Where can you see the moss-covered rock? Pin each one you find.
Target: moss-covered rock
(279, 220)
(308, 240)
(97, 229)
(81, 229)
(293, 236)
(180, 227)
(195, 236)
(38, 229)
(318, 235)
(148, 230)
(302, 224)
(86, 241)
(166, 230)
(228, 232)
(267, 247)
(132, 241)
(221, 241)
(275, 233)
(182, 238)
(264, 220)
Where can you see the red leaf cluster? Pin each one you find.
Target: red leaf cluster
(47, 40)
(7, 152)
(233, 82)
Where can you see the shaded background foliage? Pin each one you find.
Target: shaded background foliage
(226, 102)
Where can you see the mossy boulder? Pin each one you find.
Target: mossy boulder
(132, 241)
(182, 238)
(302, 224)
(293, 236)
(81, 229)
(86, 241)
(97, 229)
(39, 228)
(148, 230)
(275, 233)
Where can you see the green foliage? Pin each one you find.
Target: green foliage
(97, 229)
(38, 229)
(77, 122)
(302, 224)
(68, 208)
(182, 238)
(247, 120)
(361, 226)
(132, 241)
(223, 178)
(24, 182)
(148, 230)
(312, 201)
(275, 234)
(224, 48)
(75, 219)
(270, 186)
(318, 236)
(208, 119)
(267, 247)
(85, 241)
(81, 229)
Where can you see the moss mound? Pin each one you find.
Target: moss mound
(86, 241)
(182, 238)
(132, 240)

· · · · ·

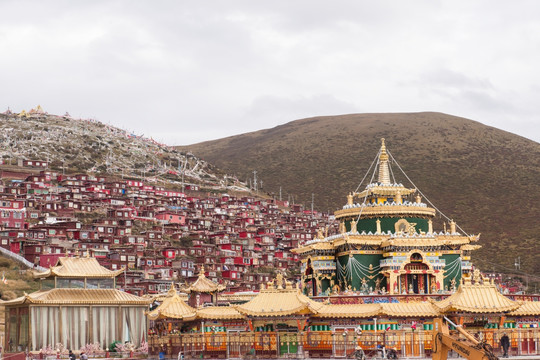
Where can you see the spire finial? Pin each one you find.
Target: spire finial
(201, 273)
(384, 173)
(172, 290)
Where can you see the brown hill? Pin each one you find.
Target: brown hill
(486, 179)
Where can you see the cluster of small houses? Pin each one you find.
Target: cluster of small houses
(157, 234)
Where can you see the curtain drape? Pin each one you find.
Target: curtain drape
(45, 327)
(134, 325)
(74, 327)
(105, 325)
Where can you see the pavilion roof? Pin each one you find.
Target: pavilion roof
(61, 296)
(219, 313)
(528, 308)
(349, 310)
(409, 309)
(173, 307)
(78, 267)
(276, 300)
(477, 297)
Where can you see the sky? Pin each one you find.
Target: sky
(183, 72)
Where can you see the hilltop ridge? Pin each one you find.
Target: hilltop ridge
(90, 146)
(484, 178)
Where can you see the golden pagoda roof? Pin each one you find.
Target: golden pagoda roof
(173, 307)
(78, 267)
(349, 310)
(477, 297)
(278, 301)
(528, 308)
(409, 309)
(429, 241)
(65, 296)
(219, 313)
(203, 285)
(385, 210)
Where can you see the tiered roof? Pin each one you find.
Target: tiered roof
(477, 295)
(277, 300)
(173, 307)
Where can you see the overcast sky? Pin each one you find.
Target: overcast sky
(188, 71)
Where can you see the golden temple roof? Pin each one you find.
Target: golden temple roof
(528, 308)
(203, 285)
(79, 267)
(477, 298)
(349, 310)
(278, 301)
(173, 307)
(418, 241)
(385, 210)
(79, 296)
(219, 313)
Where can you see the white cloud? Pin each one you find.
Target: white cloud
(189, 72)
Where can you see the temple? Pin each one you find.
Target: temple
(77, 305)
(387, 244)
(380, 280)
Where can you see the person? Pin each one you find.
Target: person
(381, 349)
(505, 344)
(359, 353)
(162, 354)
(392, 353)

· · · · ·

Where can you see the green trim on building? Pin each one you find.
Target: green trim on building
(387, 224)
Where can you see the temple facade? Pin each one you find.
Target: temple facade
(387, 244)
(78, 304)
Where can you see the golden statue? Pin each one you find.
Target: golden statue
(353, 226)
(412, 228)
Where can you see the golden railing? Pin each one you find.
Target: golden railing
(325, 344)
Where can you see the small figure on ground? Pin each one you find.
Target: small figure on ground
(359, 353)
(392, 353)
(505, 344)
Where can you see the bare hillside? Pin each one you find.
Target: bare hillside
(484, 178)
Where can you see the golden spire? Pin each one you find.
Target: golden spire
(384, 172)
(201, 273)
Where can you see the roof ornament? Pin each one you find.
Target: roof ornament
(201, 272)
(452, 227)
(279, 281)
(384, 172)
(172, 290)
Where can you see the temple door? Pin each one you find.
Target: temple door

· · · · ·

• _Task goal_:
Tally the lines of the preceding listing in which the word "door" appears; state nothing but the total.

• _Solution_:
2